## Given records
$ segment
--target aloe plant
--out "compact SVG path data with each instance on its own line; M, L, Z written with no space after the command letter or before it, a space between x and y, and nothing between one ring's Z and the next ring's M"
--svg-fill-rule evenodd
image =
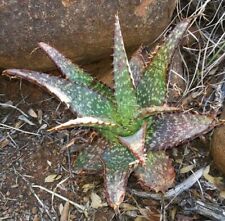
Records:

## Instructions to follow
Please rewrite the lines above as a numbered list, skipping blank lines and leaving the picture out.

## Full output
1. $ segment
2. --target aloe plant
3. --out "compact SVG path data with each instance on its own line; M, L, Z written with no space after the command letter or before it, a space between x and y, and nothing between one ring's Z and the next ring's M"
4. --svg-fill-rule evenodd
5. image =
6. Records:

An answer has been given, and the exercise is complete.